School of Human Biology, University of Guelph, Ontario.
Canadian journal of applied physiology = Revue canadienne de physiologie appliquée (Impact Factor: 1.3). 07/1994; 19(2):111-38. DOI: 10.1139/h94-010
Source: PubMed

ABSTRACT Caffeine ingestion prior to prolonged exercise delays fatigue. However, the mechanisms involved are very unclear. Caffeine is associated with elevated plasma epinephrine but the metabolic impact of this is uncertain. Glycogen sparing occurs in active muscle, at least in the first few minutes, but studies have generally failed to demonstrate enhanced fat metabolism. The demethylation of caffeine by the hepatic cytochrome P-450 oxygenases begins within minutes and dimethylxanthines (especially paraxanthine) are generated. These compounds appear in the plasma within an hour of caffeine ingestion and may have effects on tissues that have been attributed to caffeine and/or epinephrine. While the most widely supported theory is that caffeine and other methylxanthines are adenosine receptor antagonists, this action alone cannot explain all of the observed responses. Nevertheless, habituation to and withdrawal from caffeine are associated with up and down regulation of adenosine receptors. One study demonstrated marked differences in the effects of caffeine on the plasma concentrations of epinephrine and dimethylxanthines between caffeine users and nonusers. Caffeine is clearly a very active drug that has many effects on humans including increasing exercise endurance. This can be associated with muscle glycogen sparing and elevated plasma epinephrine, but the underlying mechanisms are unknown.

What the task asks:
Using the caffeine abstract, answer these:
1. Which enzymes begin the demethylation of caffeine within minutes?
2. Within what time after caffeine ingestion do dimethylxanthines appear in the plasma?
3. What change in adenosine receptors goes with habituation to and withdrawal from caffeine?
The data have no connection to the caffeine abstract.

Excerpted records:
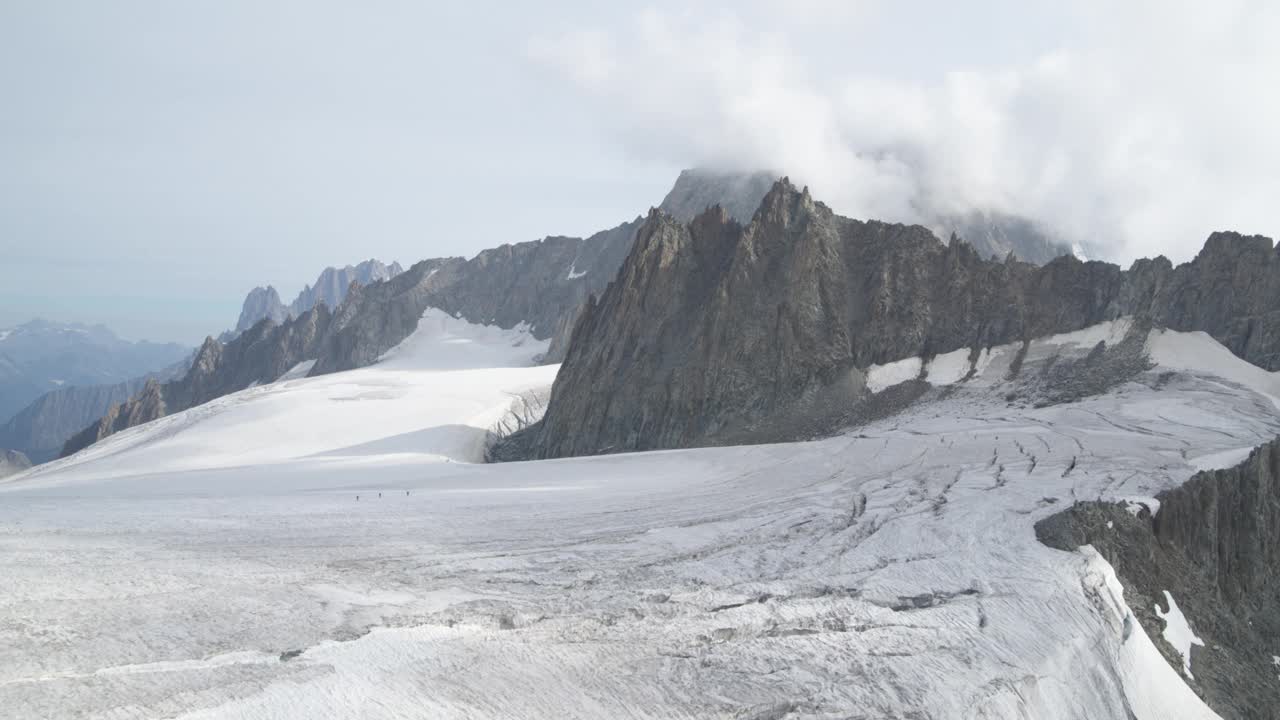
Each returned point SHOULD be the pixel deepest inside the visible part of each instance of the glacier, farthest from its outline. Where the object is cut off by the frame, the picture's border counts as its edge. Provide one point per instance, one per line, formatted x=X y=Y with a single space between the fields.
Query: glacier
x=216 y=563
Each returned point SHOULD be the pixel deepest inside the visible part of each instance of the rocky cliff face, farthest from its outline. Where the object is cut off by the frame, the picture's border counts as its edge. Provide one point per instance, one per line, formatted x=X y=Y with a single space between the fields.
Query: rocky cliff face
x=329 y=288
x=41 y=429
x=332 y=286
x=13 y=463
x=41 y=356
x=718 y=332
x=261 y=302
x=699 y=188
x=544 y=283
x=540 y=283
x=259 y=355
x=1214 y=545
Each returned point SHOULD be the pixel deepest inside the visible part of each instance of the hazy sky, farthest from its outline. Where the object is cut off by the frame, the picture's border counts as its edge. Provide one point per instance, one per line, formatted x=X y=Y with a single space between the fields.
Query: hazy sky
x=158 y=159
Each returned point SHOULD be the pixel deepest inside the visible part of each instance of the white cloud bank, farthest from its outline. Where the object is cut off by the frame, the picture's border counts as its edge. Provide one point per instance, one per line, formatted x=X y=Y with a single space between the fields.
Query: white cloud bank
x=1138 y=132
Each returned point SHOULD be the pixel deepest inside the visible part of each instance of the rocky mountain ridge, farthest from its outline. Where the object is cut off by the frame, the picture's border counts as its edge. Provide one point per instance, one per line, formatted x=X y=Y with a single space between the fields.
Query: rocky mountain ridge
x=42 y=428
x=544 y=283
x=330 y=288
x=259 y=355
x=40 y=356
x=1214 y=543
x=718 y=332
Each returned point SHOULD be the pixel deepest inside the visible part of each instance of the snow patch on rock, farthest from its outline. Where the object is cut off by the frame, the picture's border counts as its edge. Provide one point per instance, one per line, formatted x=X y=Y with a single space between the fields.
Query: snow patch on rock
x=1178 y=632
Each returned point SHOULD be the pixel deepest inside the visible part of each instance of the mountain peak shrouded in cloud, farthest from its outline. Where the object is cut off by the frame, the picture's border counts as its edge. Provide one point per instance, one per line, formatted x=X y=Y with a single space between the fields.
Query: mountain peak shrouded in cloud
x=1118 y=130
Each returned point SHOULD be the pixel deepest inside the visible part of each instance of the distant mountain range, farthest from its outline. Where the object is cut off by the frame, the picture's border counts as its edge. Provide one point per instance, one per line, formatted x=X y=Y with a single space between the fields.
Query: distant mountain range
x=544 y=283
x=330 y=288
x=41 y=356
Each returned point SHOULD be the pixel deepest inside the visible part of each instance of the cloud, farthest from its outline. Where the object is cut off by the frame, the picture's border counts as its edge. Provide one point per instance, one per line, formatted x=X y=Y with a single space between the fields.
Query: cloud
x=1137 y=131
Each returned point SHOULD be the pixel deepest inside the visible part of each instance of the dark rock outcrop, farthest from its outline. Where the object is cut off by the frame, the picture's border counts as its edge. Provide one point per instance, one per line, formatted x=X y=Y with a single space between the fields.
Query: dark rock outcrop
x=41 y=356
x=259 y=355
x=716 y=331
x=329 y=288
x=333 y=283
x=13 y=463
x=261 y=302
x=542 y=283
x=42 y=428
x=1214 y=545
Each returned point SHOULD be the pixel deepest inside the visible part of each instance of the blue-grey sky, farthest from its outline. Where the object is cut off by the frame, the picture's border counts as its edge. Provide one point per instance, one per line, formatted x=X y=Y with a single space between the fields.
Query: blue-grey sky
x=158 y=159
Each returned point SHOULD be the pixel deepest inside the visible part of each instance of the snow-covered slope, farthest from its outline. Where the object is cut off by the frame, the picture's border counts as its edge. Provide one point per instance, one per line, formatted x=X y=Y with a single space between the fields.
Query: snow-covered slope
x=433 y=396
x=218 y=563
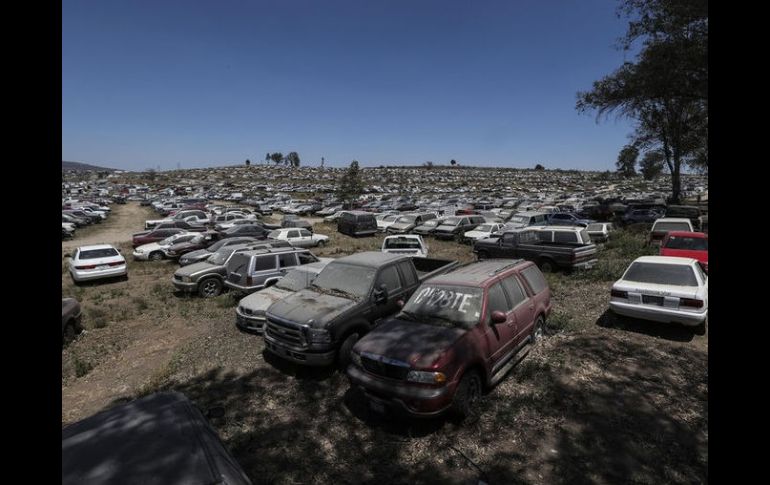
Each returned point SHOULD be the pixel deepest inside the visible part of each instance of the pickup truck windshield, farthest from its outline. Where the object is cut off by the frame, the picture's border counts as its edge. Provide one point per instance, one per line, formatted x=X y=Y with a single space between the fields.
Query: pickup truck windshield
x=220 y=256
x=662 y=274
x=455 y=306
x=348 y=278
x=688 y=243
x=402 y=243
x=295 y=280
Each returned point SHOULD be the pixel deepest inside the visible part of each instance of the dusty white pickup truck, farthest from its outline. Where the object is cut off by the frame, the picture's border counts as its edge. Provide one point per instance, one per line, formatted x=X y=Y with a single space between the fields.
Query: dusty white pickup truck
x=411 y=244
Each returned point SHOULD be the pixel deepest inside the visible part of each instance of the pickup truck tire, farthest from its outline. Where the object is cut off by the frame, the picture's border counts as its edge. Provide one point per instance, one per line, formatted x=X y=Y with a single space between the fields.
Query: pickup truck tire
x=467 y=396
x=546 y=265
x=343 y=356
x=209 y=287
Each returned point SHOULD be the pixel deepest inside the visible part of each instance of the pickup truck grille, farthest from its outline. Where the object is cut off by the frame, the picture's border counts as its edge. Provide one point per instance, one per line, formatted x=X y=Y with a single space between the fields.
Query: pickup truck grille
x=384 y=369
x=288 y=333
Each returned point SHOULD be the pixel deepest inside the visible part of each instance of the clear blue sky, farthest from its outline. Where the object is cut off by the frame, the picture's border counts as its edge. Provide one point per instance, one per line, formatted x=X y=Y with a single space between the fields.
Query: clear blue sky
x=204 y=83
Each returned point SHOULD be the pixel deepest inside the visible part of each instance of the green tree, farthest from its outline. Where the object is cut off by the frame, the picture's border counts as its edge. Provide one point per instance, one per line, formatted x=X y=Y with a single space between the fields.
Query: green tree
x=651 y=164
x=627 y=161
x=293 y=159
x=350 y=185
x=666 y=89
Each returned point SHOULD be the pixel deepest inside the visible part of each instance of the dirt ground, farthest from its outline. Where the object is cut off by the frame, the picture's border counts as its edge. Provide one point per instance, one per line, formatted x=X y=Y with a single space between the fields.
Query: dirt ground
x=600 y=401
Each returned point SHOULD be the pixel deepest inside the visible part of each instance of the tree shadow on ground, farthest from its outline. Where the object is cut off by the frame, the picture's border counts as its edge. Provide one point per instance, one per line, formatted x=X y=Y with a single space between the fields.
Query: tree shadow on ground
x=668 y=331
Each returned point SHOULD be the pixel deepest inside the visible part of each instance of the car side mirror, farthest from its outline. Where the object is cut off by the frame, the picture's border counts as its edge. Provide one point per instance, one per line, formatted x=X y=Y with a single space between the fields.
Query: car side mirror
x=498 y=317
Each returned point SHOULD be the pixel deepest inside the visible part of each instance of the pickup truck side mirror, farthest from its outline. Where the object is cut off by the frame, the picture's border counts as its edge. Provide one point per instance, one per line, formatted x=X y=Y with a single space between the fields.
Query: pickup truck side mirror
x=381 y=294
x=498 y=317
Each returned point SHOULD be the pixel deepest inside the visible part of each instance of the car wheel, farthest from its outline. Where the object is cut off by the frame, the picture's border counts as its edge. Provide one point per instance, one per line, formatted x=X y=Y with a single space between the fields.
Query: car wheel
x=547 y=266
x=210 y=288
x=343 y=356
x=467 y=396
x=538 y=331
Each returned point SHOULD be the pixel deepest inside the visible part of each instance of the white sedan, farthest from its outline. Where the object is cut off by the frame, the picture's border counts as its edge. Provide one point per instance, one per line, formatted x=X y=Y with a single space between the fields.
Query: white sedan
x=157 y=250
x=297 y=237
x=96 y=262
x=663 y=289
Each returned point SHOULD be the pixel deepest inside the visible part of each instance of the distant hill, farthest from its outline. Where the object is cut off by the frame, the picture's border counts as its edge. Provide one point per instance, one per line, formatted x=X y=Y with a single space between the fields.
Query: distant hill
x=82 y=167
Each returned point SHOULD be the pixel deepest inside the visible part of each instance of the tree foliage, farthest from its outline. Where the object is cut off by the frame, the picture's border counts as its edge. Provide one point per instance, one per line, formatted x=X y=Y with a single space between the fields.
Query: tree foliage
x=350 y=185
x=666 y=89
x=627 y=161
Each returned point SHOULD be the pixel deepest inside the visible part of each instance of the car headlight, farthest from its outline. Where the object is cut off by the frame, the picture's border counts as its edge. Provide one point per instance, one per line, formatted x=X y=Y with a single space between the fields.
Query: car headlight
x=426 y=377
x=319 y=336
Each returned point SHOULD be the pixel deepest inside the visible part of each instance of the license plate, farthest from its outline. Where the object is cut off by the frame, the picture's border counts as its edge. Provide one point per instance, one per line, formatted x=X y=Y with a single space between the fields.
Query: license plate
x=652 y=300
x=376 y=406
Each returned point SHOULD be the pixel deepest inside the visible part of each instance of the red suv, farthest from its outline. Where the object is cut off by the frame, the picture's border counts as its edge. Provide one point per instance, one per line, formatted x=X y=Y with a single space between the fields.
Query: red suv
x=458 y=334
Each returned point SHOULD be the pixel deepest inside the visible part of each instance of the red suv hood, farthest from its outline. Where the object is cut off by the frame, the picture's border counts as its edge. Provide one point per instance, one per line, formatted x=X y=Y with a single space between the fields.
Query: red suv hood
x=415 y=343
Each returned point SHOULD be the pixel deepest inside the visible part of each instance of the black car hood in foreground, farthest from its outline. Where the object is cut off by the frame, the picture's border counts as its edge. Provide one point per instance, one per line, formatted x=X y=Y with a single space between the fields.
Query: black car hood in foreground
x=308 y=304
x=158 y=439
x=415 y=343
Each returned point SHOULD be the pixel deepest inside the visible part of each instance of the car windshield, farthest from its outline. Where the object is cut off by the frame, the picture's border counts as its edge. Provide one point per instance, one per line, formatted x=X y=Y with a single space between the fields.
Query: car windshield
x=98 y=253
x=295 y=280
x=453 y=306
x=661 y=274
x=688 y=243
x=220 y=257
x=347 y=278
x=402 y=243
x=671 y=226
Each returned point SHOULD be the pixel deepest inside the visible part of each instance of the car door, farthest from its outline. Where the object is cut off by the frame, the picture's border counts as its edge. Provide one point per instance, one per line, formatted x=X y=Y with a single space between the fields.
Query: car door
x=501 y=335
x=389 y=277
x=522 y=307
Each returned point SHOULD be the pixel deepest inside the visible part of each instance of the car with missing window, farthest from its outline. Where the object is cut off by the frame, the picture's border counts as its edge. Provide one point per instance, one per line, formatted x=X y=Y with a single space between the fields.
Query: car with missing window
x=253 y=270
x=683 y=244
x=663 y=289
x=250 y=313
x=458 y=335
x=95 y=262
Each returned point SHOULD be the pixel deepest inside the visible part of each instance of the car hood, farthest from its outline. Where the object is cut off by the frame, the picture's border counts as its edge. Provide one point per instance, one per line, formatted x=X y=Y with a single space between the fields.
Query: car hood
x=308 y=304
x=415 y=343
x=199 y=267
x=261 y=300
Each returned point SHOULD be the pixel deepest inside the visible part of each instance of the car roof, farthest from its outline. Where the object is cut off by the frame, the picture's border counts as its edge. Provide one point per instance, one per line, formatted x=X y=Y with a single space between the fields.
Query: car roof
x=478 y=273
x=96 y=246
x=673 y=219
x=666 y=260
x=699 y=235
x=370 y=258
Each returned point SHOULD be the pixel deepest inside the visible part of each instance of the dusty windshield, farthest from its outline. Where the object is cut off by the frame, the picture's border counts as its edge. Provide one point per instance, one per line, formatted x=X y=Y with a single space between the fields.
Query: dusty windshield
x=346 y=278
x=220 y=256
x=454 y=306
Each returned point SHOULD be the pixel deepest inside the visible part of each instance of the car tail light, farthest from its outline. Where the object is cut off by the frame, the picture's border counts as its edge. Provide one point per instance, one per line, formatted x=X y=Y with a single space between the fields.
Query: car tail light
x=691 y=302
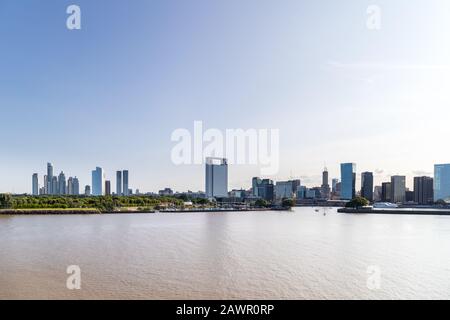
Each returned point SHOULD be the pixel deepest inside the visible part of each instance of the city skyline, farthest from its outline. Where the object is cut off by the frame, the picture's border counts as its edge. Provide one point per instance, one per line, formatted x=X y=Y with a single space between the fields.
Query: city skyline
x=426 y=189
x=192 y=64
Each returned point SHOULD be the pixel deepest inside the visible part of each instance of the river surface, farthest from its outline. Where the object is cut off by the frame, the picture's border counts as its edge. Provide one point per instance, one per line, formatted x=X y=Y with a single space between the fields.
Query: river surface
x=258 y=255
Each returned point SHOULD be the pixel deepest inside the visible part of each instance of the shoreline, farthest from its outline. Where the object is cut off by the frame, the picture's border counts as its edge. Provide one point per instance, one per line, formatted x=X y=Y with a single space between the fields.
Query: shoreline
x=400 y=211
x=25 y=212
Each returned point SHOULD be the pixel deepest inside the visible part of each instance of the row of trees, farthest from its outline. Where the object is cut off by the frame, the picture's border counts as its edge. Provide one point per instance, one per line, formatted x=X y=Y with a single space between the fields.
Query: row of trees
x=103 y=203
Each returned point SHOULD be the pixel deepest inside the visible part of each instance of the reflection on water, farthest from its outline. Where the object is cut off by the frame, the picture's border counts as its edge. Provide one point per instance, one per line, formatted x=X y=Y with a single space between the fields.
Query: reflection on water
x=300 y=255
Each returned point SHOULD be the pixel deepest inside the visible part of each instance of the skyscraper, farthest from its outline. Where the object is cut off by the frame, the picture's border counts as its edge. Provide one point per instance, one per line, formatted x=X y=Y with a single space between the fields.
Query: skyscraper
x=334 y=182
x=216 y=178
x=386 y=192
x=62 y=183
x=255 y=183
x=76 y=186
x=46 y=185
x=54 y=185
x=266 y=190
x=423 y=190
x=35 y=185
x=325 y=189
x=284 y=189
x=107 y=188
x=398 y=189
x=442 y=182
x=98 y=179
x=70 y=186
x=125 y=188
x=87 y=191
x=49 y=178
x=348 y=181
x=119 y=183
x=367 y=185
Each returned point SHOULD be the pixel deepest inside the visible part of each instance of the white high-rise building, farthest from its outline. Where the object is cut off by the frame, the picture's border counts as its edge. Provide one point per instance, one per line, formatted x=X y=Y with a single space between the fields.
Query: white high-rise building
x=125 y=187
x=216 y=182
x=35 y=186
x=76 y=186
x=98 y=182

Result for this task:
1. The hepatic cytochrome P-450 oxygenases.
2. Within an hour.
3. Up and down regulation of adenosine receptors.